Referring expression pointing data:

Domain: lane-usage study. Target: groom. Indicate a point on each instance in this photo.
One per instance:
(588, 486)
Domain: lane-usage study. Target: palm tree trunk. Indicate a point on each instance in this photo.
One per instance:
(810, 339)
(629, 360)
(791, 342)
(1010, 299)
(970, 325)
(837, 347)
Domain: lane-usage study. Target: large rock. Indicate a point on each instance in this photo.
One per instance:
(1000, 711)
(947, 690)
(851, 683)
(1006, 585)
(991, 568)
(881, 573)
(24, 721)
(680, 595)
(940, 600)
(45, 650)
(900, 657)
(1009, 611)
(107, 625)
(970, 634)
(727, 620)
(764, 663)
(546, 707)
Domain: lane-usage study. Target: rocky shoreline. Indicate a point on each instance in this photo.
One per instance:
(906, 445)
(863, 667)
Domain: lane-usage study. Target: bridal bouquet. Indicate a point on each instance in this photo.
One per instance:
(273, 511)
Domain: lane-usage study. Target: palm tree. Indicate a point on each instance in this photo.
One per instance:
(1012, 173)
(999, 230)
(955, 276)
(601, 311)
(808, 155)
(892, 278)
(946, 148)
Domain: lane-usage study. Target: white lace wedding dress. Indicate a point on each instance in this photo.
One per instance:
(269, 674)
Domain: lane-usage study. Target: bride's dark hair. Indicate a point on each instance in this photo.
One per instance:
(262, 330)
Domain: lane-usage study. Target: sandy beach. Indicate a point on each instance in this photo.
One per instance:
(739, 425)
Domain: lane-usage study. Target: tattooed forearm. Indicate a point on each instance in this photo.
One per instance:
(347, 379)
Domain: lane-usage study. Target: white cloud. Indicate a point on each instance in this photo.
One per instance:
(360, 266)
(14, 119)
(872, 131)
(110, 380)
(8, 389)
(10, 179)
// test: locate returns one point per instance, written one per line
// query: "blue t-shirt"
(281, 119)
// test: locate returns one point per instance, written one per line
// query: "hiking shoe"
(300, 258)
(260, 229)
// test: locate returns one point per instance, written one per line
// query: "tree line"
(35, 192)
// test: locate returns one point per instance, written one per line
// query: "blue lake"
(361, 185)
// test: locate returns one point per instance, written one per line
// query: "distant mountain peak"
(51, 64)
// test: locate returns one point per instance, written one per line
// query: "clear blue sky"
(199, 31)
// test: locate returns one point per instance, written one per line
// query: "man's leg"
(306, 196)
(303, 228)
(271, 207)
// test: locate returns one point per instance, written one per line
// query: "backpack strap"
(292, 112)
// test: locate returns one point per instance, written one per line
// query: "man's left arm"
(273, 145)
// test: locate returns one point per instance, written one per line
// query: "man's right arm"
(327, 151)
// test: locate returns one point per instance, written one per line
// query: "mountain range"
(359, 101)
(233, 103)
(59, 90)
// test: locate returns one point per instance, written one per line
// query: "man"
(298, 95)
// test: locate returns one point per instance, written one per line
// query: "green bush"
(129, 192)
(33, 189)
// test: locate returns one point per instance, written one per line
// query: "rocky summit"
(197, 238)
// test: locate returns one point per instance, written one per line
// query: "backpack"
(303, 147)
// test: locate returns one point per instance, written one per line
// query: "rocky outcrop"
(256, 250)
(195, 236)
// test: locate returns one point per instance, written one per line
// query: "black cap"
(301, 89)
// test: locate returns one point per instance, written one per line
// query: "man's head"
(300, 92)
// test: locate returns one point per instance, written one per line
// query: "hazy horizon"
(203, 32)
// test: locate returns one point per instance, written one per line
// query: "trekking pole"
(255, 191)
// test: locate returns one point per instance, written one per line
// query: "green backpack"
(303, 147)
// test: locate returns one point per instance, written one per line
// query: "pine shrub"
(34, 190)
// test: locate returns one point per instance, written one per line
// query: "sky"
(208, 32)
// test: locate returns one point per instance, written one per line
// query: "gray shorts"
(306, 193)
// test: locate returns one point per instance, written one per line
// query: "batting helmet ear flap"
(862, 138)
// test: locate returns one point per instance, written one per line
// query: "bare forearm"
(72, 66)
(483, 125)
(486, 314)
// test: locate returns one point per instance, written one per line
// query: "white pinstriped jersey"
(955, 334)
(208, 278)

--- WORK TO COMPLETE ---
Check each line above for the word "palm" and copy the ones that have it.

--- REPLY ---
Domain: lane-usage study. Target: palm tree trunk. Indicate a point on each instance in this photo.
Domain: lane-usage study. Target: palm tree. Indicate a point on each instance in this photo.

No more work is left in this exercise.